● What you need to do:
Pick out the lines below that include the string "moss".
Dataset: Begin
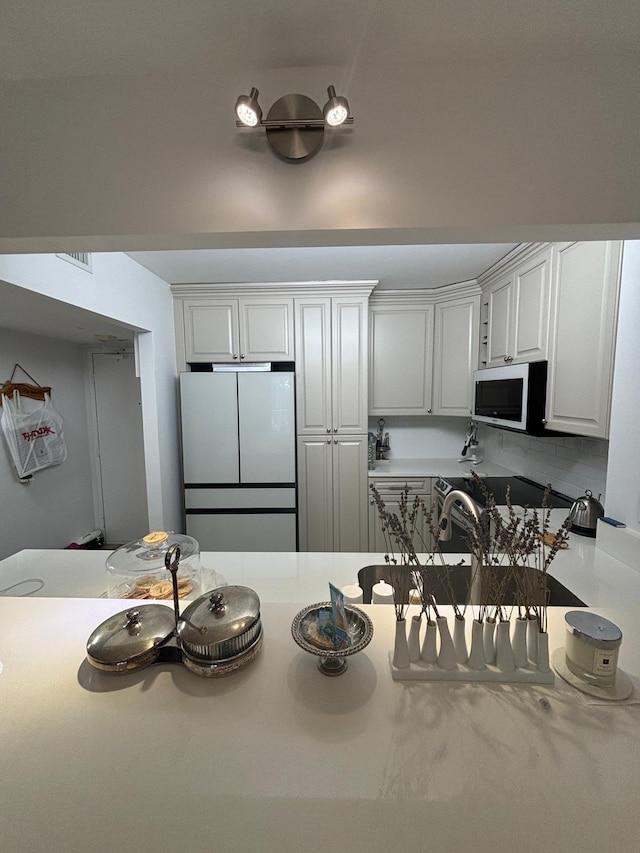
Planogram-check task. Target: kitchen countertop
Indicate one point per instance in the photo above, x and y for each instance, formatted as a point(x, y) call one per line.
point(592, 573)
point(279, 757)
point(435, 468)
Dataset: End
Dataset: Begin
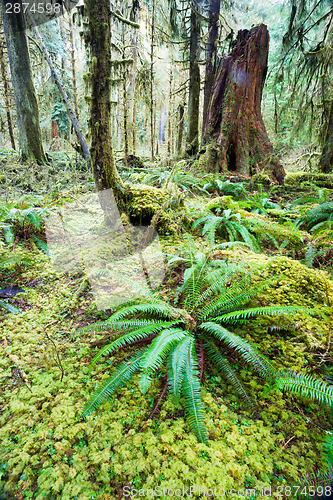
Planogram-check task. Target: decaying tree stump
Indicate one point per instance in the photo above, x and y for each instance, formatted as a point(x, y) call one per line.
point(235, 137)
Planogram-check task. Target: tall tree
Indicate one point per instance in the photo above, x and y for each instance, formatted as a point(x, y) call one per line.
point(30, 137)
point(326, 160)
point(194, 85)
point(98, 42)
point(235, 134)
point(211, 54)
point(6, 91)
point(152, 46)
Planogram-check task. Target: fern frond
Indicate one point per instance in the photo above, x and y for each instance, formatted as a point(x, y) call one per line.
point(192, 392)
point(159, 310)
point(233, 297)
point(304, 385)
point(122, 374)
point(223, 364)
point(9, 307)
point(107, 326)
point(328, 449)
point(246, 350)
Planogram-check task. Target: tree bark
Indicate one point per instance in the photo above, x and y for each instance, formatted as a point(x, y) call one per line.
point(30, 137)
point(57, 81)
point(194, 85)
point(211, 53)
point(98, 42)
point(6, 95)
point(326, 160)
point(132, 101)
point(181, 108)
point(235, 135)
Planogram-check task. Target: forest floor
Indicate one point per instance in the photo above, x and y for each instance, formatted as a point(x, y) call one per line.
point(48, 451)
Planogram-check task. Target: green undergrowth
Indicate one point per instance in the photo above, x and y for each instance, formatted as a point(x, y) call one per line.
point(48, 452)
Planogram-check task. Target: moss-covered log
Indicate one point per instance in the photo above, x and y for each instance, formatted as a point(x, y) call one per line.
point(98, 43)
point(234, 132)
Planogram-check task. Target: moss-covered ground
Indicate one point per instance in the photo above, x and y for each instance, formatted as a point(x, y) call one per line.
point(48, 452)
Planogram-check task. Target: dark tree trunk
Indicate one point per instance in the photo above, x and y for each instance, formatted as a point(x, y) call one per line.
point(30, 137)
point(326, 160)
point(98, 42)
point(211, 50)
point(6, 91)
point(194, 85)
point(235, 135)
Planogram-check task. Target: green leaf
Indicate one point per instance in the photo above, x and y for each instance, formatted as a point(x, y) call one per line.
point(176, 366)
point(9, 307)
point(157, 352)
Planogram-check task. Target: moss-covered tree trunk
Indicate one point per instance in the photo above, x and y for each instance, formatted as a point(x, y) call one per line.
Dataset: End
● Response to the exercise:
Planogram-check task. Target: moss-covered log
Planogram-check task. Target: moss-covered ground
Planogram-check task. Target: moss-covered tree trunk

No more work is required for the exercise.